-- Start of Records for the task --
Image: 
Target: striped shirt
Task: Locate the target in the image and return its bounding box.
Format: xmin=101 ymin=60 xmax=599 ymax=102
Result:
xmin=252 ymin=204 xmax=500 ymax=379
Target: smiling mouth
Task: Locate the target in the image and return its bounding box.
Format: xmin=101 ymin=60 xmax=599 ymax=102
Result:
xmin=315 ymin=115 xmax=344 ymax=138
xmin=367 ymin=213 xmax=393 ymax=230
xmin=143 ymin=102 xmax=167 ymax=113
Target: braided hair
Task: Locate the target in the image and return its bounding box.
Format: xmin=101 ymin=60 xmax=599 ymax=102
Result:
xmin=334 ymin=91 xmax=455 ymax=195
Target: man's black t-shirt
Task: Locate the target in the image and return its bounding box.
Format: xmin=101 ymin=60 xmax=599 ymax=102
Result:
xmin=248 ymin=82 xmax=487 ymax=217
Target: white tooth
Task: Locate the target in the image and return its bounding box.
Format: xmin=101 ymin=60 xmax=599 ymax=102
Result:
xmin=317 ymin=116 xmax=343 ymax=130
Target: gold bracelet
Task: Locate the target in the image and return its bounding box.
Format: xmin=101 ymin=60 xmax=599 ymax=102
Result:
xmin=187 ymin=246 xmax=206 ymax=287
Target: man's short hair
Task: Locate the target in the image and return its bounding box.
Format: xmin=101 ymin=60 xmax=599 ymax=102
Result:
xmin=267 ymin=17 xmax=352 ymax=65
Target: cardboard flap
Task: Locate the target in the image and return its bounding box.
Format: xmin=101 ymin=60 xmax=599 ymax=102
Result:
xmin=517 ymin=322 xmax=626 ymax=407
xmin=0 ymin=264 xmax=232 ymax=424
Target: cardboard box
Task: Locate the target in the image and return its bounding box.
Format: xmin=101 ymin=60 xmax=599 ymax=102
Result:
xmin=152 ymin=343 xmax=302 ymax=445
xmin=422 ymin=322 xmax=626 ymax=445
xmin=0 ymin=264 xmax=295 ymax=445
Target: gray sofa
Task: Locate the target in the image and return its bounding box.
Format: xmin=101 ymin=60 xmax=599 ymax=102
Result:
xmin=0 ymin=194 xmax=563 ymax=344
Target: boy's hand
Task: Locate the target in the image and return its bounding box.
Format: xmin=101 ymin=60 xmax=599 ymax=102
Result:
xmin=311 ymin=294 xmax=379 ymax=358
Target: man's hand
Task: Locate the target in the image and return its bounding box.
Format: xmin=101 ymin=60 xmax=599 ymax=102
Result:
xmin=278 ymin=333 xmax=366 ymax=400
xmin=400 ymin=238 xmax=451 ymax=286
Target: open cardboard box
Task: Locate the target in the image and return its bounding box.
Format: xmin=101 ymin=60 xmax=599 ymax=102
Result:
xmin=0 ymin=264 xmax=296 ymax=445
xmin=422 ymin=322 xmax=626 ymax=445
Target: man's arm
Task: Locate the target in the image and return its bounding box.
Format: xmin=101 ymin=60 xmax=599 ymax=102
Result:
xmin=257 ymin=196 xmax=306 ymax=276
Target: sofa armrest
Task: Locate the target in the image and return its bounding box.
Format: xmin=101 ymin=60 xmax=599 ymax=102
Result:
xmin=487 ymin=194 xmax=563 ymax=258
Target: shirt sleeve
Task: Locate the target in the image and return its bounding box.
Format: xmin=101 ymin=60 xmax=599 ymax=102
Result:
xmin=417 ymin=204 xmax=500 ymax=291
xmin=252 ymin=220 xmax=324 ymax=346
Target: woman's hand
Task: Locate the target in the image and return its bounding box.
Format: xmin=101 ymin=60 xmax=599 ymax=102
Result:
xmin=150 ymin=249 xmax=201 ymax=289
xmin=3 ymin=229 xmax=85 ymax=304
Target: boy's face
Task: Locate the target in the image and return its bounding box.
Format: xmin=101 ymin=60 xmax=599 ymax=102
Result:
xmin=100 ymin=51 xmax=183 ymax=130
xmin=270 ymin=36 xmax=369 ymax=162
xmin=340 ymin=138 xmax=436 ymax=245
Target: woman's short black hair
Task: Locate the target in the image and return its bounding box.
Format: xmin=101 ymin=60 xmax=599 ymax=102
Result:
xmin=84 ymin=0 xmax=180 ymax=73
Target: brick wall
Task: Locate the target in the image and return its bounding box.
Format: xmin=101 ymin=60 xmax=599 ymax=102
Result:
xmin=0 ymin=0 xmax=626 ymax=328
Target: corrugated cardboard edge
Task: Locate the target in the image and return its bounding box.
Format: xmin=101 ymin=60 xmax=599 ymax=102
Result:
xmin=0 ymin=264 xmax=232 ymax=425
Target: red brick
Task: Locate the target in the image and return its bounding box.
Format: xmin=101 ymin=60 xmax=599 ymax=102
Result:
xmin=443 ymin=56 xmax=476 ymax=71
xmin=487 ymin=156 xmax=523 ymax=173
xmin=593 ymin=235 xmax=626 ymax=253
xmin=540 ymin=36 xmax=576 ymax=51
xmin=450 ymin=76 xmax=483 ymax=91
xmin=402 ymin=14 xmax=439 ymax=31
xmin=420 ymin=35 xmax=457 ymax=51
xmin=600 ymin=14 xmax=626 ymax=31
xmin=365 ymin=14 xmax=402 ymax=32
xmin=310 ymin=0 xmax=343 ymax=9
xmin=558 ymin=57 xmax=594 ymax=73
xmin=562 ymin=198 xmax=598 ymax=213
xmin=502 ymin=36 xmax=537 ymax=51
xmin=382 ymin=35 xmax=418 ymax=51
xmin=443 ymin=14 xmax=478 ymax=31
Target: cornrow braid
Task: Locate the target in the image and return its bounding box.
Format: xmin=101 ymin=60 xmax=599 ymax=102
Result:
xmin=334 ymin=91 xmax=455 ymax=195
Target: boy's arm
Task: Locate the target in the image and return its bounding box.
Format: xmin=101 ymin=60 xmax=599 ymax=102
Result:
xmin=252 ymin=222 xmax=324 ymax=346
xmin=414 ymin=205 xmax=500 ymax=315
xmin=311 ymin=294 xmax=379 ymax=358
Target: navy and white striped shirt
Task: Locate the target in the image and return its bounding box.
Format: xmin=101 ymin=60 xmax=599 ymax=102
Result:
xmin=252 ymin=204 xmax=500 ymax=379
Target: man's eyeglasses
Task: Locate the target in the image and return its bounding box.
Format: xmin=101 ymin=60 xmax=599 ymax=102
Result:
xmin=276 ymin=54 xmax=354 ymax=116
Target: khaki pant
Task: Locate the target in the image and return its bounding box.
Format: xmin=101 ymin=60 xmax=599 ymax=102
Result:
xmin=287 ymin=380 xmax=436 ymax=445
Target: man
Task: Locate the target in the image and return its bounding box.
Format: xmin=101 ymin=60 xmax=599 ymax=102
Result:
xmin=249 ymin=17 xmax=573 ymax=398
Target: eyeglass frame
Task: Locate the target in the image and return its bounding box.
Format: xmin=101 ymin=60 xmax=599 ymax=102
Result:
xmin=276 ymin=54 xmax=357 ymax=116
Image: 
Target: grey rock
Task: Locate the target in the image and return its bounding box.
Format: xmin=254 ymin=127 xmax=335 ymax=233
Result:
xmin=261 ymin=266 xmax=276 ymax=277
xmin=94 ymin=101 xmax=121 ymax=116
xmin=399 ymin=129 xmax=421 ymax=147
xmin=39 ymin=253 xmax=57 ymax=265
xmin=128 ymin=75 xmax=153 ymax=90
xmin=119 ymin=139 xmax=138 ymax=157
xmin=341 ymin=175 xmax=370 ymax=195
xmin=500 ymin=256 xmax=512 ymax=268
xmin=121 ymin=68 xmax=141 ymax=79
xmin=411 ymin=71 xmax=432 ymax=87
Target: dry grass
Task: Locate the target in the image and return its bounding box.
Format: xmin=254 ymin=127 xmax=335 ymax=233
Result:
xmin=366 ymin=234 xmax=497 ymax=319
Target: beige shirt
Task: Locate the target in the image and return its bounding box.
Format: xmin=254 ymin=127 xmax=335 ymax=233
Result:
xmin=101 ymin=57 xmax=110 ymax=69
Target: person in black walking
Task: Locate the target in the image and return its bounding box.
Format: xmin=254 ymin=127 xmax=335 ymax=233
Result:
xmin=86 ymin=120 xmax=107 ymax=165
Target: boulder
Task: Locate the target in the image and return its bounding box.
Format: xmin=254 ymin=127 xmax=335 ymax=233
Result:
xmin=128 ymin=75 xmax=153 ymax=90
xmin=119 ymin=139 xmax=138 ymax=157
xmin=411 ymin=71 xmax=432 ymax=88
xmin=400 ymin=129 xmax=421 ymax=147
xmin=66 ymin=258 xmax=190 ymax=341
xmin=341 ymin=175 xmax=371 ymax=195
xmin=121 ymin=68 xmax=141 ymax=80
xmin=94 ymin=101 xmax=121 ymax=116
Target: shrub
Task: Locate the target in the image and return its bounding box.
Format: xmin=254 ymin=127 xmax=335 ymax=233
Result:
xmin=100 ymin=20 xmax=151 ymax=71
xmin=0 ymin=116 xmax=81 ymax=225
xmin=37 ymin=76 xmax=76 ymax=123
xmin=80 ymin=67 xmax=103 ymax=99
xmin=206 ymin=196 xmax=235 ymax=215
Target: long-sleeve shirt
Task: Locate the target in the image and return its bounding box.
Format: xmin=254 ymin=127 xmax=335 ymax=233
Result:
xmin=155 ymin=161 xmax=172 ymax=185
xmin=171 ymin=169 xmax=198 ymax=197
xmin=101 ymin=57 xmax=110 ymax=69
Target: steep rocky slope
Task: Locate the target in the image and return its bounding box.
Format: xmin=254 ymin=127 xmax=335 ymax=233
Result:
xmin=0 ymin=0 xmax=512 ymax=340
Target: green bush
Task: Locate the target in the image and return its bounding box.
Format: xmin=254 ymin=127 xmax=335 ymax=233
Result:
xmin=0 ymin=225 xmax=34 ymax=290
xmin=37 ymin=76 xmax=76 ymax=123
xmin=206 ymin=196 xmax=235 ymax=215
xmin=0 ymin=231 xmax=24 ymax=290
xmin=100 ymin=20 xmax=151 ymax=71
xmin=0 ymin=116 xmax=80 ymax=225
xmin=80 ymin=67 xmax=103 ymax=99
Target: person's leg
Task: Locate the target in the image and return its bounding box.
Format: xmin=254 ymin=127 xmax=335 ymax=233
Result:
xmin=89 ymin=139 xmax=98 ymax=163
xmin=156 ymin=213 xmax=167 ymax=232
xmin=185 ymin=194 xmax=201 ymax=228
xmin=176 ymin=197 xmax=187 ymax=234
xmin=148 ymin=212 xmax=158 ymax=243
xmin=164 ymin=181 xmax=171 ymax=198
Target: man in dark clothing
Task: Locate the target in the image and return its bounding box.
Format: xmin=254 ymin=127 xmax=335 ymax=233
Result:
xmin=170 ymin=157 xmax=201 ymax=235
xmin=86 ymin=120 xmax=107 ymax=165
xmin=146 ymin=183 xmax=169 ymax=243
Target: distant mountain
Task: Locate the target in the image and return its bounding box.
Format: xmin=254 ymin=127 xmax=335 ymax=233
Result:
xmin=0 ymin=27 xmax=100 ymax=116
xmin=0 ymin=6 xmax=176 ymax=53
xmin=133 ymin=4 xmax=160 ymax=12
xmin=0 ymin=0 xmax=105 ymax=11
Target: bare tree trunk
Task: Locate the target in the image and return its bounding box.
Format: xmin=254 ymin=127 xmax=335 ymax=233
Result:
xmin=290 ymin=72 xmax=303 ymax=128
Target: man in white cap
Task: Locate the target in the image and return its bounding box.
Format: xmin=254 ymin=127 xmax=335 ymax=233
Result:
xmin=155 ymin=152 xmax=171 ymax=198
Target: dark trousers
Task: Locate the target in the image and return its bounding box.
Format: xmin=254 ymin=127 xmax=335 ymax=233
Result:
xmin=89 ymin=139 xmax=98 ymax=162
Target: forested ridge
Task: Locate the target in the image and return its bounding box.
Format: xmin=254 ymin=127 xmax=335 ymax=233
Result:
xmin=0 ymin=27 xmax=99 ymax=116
-- End of Records for the task --
What is expected: Copy out, word for word, the lines of the material above from the one containing "Target: eyeglass frame" through the one containing "xmin=276 ymin=54 xmax=357 ymax=116", both included.

Complete response:
Target: eyeglass frame
Task: Locate the target in the image and return its bounding box.
Format: xmin=101 ymin=60 xmax=599 ymax=102
Result:
xmin=276 ymin=54 xmax=357 ymax=116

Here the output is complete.